Instructions for the task ->
Start to finish, retype the entries exactly while omitting the pictures.

Segment Open

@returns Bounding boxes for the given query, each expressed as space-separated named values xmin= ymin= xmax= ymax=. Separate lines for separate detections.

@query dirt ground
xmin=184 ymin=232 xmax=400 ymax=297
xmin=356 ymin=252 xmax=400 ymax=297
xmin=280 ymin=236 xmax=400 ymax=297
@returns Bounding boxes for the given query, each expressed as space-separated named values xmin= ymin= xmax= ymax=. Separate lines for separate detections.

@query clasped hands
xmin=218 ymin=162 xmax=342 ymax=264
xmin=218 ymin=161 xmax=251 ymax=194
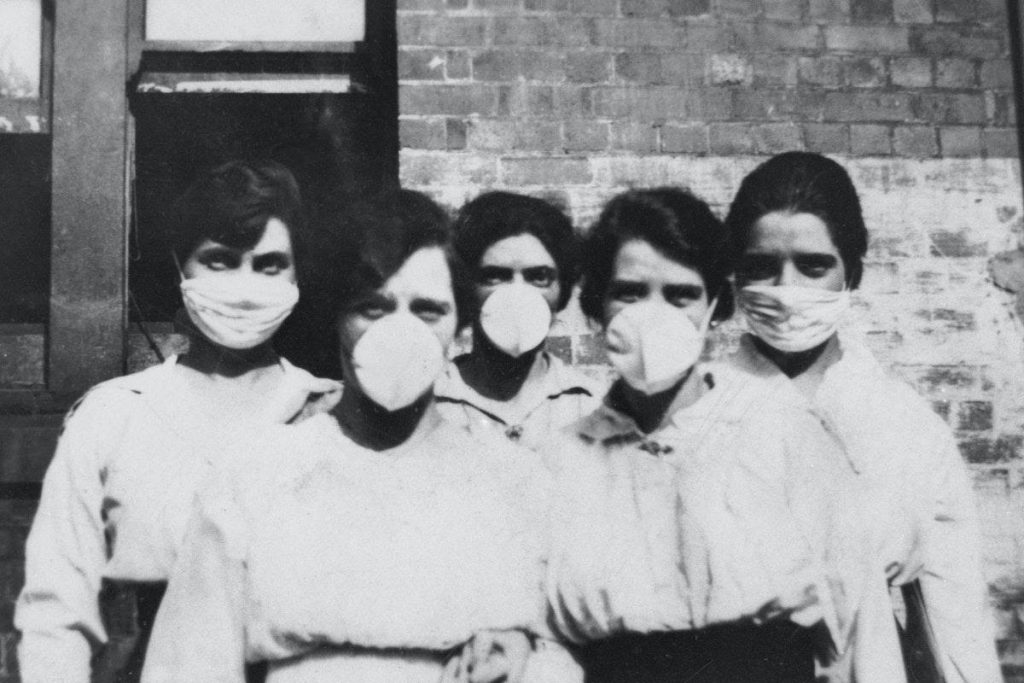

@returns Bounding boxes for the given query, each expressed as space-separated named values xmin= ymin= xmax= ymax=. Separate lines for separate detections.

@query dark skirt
xmin=578 ymin=621 xmax=817 ymax=683
xmin=91 ymin=580 xmax=267 ymax=683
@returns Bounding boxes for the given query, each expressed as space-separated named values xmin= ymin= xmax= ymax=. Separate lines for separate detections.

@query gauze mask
xmin=479 ymin=284 xmax=553 ymax=358
xmin=605 ymin=300 xmax=715 ymax=395
xmin=351 ymin=313 xmax=446 ymax=412
xmin=738 ymin=284 xmax=850 ymax=353
xmin=180 ymin=275 xmax=298 ymax=350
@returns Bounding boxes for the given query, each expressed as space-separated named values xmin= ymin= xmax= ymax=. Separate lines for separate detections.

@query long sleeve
xmin=914 ymin=426 xmax=1001 ymax=683
xmin=141 ymin=480 xmax=249 ymax=683
xmin=15 ymin=390 xmax=129 ymax=683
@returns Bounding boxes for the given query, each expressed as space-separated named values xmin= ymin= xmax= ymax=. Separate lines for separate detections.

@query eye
xmin=737 ymin=254 xmax=780 ymax=282
xmin=524 ymin=266 xmax=556 ymax=288
xmin=352 ymin=294 xmax=393 ymax=321
xmin=253 ymin=253 xmax=291 ymax=276
xmin=197 ymin=249 xmax=239 ymax=271
xmin=664 ymin=285 xmax=704 ymax=308
xmin=411 ymin=299 xmax=450 ymax=323
xmin=794 ymin=254 xmax=839 ymax=279
xmin=477 ymin=266 xmax=512 ymax=287
xmin=607 ymin=282 xmax=646 ymax=304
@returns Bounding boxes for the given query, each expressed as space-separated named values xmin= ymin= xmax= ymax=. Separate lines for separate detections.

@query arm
xmin=15 ymin=391 xmax=128 ymax=683
xmin=915 ymin=425 xmax=1001 ymax=682
xmin=141 ymin=480 xmax=249 ymax=683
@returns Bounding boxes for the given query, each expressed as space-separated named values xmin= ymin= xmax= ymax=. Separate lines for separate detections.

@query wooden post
xmin=48 ymin=0 xmax=129 ymax=392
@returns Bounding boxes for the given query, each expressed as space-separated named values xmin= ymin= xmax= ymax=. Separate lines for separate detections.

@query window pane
xmin=0 ymin=0 xmax=41 ymax=101
xmin=146 ymin=0 xmax=365 ymax=42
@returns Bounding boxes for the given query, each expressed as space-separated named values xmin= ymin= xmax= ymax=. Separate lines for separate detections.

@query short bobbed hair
xmin=452 ymin=191 xmax=579 ymax=317
xmin=725 ymin=151 xmax=868 ymax=289
xmin=579 ymin=187 xmax=734 ymax=325
xmin=167 ymin=159 xmax=305 ymax=268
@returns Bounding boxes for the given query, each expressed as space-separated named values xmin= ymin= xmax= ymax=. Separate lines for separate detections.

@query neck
xmin=610 ymin=366 xmax=706 ymax=434
xmin=334 ymin=386 xmax=438 ymax=452
xmin=753 ymin=333 xmax=841 ymax=380
xmin=460 ymin=328 xmax=544 ymax=401
xmin=179 ymin=330 xmax=280 ymax=379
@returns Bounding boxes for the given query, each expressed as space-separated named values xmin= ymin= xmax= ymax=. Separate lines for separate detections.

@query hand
xmin=440 ymin=630 xmax=532 ymax=683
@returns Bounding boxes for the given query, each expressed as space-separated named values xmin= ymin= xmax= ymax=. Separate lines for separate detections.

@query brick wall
xmin=0 ymin=0 xmax=1022 ymax=678
xmin=396 ymin=0 xmax=1024 ymax=678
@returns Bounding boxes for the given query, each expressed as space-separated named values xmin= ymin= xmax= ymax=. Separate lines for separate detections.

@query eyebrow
xmin=410 ymin=296 xmax=453 ymax=311
xmin=663 ymin=283 xmax=705 ymax=297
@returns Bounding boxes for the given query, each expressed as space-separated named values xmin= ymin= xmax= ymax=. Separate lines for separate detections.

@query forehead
xmin=612 ymin=239 xmax=704 ymax=287
xmin=747 ymin=211 xmax=838 ymax=255
xmin=381 ymin=246 xmax=454 ymax=302
xmin=191 ymin=216 xmax=293 ymax=256
xmin=480 ymin=233 xmax=555 ymax=268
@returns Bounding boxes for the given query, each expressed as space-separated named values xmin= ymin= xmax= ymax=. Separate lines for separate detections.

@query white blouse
xmin=15 ymin=356 xmax=340 ymax=683
xmin=545 ymin=364 xmax=903 ymax=680
xmin=730 ymin=333 xmax=1002 ymax=682
xmin=142 ymin=412 xmax=560 ymax=683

Segment Closed

Task output ->
@returns Bounding boxes for the given query, each expressed as space-separated named values xmin= ymin= xmax= ymax=. Separate lines for separate detections.

@query dirt ground
xmin=184 ymin=232 xmax=400 ymax=297
xmin=356 ymin=252 xmax=400 ymax=297
xmin=280 ymin=236 xmax=400 ymax=297
@returns Bounding boxes for the given query, each expressed as space-separated named values xmin= ymin= xmax= ymax=. Separate lines for separate detections.

@query clasped hands
xmin=218 ymin=162 xmax=342 ymax=264
xmin=218 ymin=161 xmax=251 ymax=194

@returns Bounding boxes for the given query, each expressed as space-separated named values xmin= ymin= xmax= ymax=. Separate lines for separate detections.

@query dark skirt
xmin=578 ymin=621 xmax=817 ymax=683
xmin=91 ymin=580 xmax=267 ymax=683
@returns Bounding boxes for the given query, each expressed as space-separated named values xmin= ymin= xmax= ymax=. Separate lines for separate detections.

@query gauze mask
xmin=479 ymin=284 xmax=553 ymax=358
xmin=605 ymin=300 xmax=715 ymax=395
xmin=351 ymin=313 xmax=446 ymax=412
xmin=738 ymin=284 xmax=850 ymax=353
xmin=180 ymin=275 xmax=298 ymax=350
@returns Bounding boxes for the given query, each expressed as space-separated named values xmin= ymin= xmax= ymax=. Separate lines for separate detections.

@query long sleeve
xmin=914 ymin=426 xmax=1001 ymax=683
xmin=141 ymin=480 xmax=249 ymax=683
xmin=15 ymin=390 xmax=129 ymax=683
@returns Bounding boxes for the given query, each expressed as space-separated named values xmin= ymin= xmax= ymax=. Separate lines for separate detections.

@query eye
xmin=737 ymin=254 xmax=780 ymax=282
xmin=524 ymin=266 xmax=556 ymax=288
xmin=352 ymin=294 xmax=393 ymax=321
xmin=253 ymin=253 xmax=291 ymax=276
xmin=197 ymin=249 xmax=239 ymax=271
xmin=664 ymin=285 xmax=704 ymax=308
xmin=411 ymin=299 xmax=450 ymax=323
xmin=794 ymin=254 xmax=839 ymax=279
xmin=477 ymin=266 xmax=512 ymax=287
xmin=607 ymin=282 xmax=646 ymax=304
@returns Bounding boxes for the given query, each expressed as space-separated named values xmin= ymin= xmax= ymax=. Separate lines for separate detections.

@query arm
xmin=15 ymin=391 xmax=128 ymax=683
xmin=915 ymin=425 xmax=1001 ymax=682
xmin=141 ymin=480 xmax=249 ymax=683
@returns Bounding boxes for the given query, each expressed as space-separated named values xmin= ymin= xmax= ymax=. Separate lines for separate detections.

@query wooden post
xmin=48 ymin=0 xmax=129 ymax=392
@returns Bounding boxes for the given query, each expressed as space-separated named values xmin= ymin= xmax= ymax=. Separate lines for separate detections.

@query window pane
xmin=0 ymin=0 xmax=41 ymax=101
xmin=146 ymin=0 xmax=365 ymax=42
@returns Bounding boxes for the given query, each expressed as space-separated named values xmin= ymin= xmax= ymax=. Separate lines for separate detections.

@query short bobbed hair
xmin=452 ymin=191 xmax=579 ymax=317
xmin=725 ymin=151 xmax=868 ymax=289
xmin=579 ymin=187 xmax=734 ymax=325
xmin=167 ymin=159 xmax=305 ymax=268
@returns Bounding boxes for the given query, each expressed as space-separated named values xmin= ymin= xmax= ymax=. Separate lines for separate detections.

@query neck
xmin=610 ymin=366 xmax=706 ymax=434
xmin=334 ymin=386 xmax=438 ymax=452
xmin=753 ymin=333 xmax=841 ymax=380
xmin=460 ymin=328 xmax=544 ymax=401
xmin=179 ymin=330 xmax=280 ymax=379
@returns Bounding boxes for the given query, each expressed as space-separated named values xmin= ymin= xmax= ymax=. Separate lines for separate detections.

@query hand
xmin=440 ymin=630 xmax=532 ymax=683
@returns Bounding boxes for the given query, each expressed as space-separated named values xmin= ymin= xmax= ymax=. Separate lines for separate detections.

@query brick wall
xmin=0 ymin=0 xmax=1022 ymax=678
xmin=396 ymin=0 xmax=1024 ymax=678
@returns Bounding boxes for the given query, each expressed as space-separated named values xmin= ymin= xmax= ymax=. Separate lines for separate detections.

@query eyebrow
xmin=410 ymin=296 xmax=453 ymax=311
xmin=663 ymin=283 xmax=705 ymax=297
@returns Bounding boxes for the given query, each expressed as space-separated named values xmin= ymin= xmax= ymax=. Separate lines for separate detections.

@query forehead
xmin=612 ymin=239 xmax=704 ymax=287
xmin=747 ymin=211 xmax=838 ymax=255
xmin=381 ymin=246 xmax=454 ymax=302
xmin=191 ymin=216 xmax=293 ymax=256
xmin=480 ymin=233 xmax=555 ymax=268
@returns Bounding boxes for the given query, each expressed as space-separated named values xmin= ymin= xmax= ymax=. Separate lines for separate detections.

@query white blouse
xmin=15 ymin=356 xmax=340 ymax=683
xmin=545 ymin=364 xmax=903 ymax=680
xmin=730 ymin=333 xmax=1002 ymax=682
xmin=142 ymin=412 xmax=560 ymax=683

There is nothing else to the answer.